- GIVEN TEXT
## Start

[Python-Dev] utf-8 issue thread question
Brett Cannon
drifty@bigfoot.com
Tue, 10 Sep 2002 17:40:00 -0700 (PDT)
[Fredrik Lundh]
> Brett Cannon wrote:
>
> it's 2.30 am over here, so I'm not going to try to explain this myself,
> but some random googling brought up this page:
>
> http://216.239.37.100/search?q=cache:Dk12BZNt6skC:uk.geocities.com/BabelStone1357/Software/surrogates.html
>
> The code points U+D800 through U+DB7F are reserved as High Surrogates,
> and the code points U+DC00 through U+DFFF are reserved as Low Surrogates.
> Each code point in [the full 20-bit unicode character space] maps to a pair of
> 16-bit code points comprising a High Surrogate followed by a Low Surrogate.
> Thus, for example, the Gothic letter AHSA has the UTF-32 value of U+10330,
> which maps to the surrogate pair U+D800 and U+DF30. That is to say, in the
> 16-bit encoding of Unicode (UTF-16), the Gothic letter AHSA is represented
> by two consecutive 16-bit code points (U+D800 and U+DF30), whereas in the
> 32-bit encoding of Unicode (UTF-32), the same letter is represented by a
> single 32-bit value (U+10330).
>
> </F>
>
So with that explanation, here is the current rewrite:
"""
In Unicode, a surrogate pair is when you create the representation of a
character by using two values. So, for instance, UTF-32 can cover the
entire Unicode space (Unicode is 20 bits), but UTF-16 can't. To solve the
issue a character can be represented as a pair of UTF-16 values.

## End

- DATA
## Start

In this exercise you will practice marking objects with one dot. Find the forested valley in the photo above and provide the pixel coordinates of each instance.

## End

- DIRECTIVES
- a) Say whether each statement agrees with the surrogate-pair email, answering yes or no and quoting the deciding words: (i) High Surrogates occupy the code points U+D800 through U+DB7F; (ii) the Gothic letter AHSA maps to the surrogate pair U+D800 and U+DC30; (iii) the rewrite states that UTF-16 can cover the entire Unicode space.
- b) Please list every distinct code point value written in U+ notation in the surrogate-pair email, counting each value once.

- RESULTS FOR EACH TASK
- a)
(i) Yes: "The code points U+D800 through U+DB7F are reserved as High Surrogates"
(ii) No: "which maps to the surrogate pair U+D800 and U+DF30"
(iii) No: "UTF-32 can cover the entire Unicode space (Unicode is 20 bits), but UTF-16 can't."

- b) U+D800, U+DB7F, U+DC00, U+DFFF, U+10330, U+DF30